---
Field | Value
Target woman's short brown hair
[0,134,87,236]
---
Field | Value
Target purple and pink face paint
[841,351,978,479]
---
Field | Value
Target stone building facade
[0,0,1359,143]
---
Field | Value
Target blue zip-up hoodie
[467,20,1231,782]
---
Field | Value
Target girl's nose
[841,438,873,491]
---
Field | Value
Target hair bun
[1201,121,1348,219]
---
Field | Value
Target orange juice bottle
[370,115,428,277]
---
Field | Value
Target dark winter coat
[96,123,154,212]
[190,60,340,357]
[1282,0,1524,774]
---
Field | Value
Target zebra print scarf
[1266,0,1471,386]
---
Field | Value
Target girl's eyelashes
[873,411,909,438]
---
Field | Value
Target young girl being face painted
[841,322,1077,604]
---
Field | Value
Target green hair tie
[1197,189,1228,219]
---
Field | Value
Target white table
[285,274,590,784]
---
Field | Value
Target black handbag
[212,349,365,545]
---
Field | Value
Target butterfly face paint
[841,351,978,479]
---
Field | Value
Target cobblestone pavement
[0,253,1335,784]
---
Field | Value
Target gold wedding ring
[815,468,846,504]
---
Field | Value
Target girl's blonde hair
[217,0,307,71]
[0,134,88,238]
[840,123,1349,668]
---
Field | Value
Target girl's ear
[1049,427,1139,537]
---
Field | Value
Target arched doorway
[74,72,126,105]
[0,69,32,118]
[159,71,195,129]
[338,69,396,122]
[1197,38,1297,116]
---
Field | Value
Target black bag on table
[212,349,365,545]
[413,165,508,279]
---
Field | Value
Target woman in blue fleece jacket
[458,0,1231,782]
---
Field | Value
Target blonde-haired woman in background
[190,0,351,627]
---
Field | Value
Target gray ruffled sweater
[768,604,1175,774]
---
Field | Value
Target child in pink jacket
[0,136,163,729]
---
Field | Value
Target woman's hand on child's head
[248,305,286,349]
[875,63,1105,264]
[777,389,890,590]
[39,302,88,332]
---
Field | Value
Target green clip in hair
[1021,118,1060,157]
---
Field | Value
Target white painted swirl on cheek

********************

Exercise brief
Reproduce all of the rows above, replacing every occurrence of "girl's" with "child's" and changing nothing else.

Full response
---
Field | Value
Target woman's short brown hair
[0,134,87,236]
---
Field | Value
Target purple and pink face paint
[841,351,978,479]
---
Field | Value
Target stone building facade
[0,0,1359,143]
---
Field | Value
Target blue zip-up hoodie
[467,20,1231,782]
---
Field | Value
Target child's nose
[841,438,873,491]
---
Field | Value
Target hair bun
[1201,121,1348,219]
---
Field | Value
Target orange juice bottle
[370,115,428,277]
---
Field | Value
Target dark winter coat
[96,123,154,212]
[190,60,340,357]
[1282,0,1524,774]
---
Field | Value
Target zebra print scarf
[1266,0,1471,386]
---
Field | Value
Target child's eyelashes
[873,411,909,438]
---
Field | Value
Target young girl being face painted
[841,322,1077,604]
---
Field | Value
Target green hair tie
[1197,189,1228,219]
---
Field | Value
Target white table
[285,274,590,784]
---
Field | Value
Target black handbag
[212,349,365,545]
---
Field | Value
Target butterfly face paint
[841,351,978,479]
---
Field | Value
Target cobblestone pavement
[0,253,1335,784]
---
Field | Value
Target gold wedding ring
[815,468,846,504]
---
Field | Value
Target child's blonde hair
[217,0,307,71]
[0,134,88,238]
[840,123,1349,668]
---
Field | Value
Target child's ear
[1049,427,1139,537]
---
Field | Value
Target arched doorway
[74,72,126,105]
[0,69,32,118]
[159,71,195,129]
[338,69,396,122]
[1197,38,1297,116]
---
Field | Value
Target black bag on table
[212,349,365,545]
[413,165,508,279]
---
Field | Value
Target woman in blue fleece jacket
[458,0,1231,782]
---
Field | Value
Target blonde-haired woman in background
[190,0,351,627]
---
Field | Value
Target gray ruffled sweater
[768,604,1175,774]
---
Field | Value
Target child in pink jacket
[0,136,163,729]
---
Field | Value
Target woman's hand on child's head
[248,305,286,349]
[875,63,1105,264]
[777,389,890,590]
[39,302,88,332]
---
Field | Value
Target green clip in hair
[1021,118,1060,157]
---
Field | Value
Target white painted swirl on cheek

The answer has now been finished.